Task details: Rewrite the part that opens with the line containing "# test: pointer marks one dot per instance of the red" and closes with the last of the rows, putting "cursor" wherever "pointer" appears and keeping all else unchanged.

(Rows from a pointing dataset)
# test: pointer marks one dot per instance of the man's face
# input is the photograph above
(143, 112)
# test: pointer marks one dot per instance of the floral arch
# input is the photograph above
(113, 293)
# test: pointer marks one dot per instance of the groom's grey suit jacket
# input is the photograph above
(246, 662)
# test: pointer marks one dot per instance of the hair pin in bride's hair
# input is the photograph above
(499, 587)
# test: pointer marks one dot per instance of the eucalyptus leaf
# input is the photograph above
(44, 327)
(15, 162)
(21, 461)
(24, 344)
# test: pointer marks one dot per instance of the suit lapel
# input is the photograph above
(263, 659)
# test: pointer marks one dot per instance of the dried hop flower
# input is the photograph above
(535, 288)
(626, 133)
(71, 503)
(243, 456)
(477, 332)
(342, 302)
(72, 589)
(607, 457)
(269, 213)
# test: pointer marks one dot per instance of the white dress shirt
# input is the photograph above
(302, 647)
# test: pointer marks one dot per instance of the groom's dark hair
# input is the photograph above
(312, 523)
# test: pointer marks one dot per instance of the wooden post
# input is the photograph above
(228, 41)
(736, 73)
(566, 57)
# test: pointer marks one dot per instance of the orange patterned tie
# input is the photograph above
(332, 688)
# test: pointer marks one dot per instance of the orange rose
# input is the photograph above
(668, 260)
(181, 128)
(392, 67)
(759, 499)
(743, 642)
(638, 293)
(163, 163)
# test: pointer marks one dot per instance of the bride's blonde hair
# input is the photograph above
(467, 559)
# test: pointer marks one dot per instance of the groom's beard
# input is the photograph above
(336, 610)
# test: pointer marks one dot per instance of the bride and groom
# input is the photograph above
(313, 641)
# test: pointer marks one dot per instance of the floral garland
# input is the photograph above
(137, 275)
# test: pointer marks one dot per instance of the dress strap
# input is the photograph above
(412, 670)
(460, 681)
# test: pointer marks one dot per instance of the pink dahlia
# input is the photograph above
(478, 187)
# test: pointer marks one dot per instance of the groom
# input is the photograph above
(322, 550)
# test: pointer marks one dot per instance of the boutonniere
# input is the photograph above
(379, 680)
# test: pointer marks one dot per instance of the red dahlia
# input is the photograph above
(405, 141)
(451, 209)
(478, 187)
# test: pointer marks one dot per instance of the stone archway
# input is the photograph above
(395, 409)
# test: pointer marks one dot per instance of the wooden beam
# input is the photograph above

Worked answer:
# test: cursor marks one dot per instance of the red dahlia
# input is the photograph above
(405, 141)
(451, 209)
(478, 187)
# test: cursor marks one dot per instance of the stone archway
# input is the photograph above
(395, 409)
# test: cursor marks one dot per instance of the wooden beam
# input is the photograph above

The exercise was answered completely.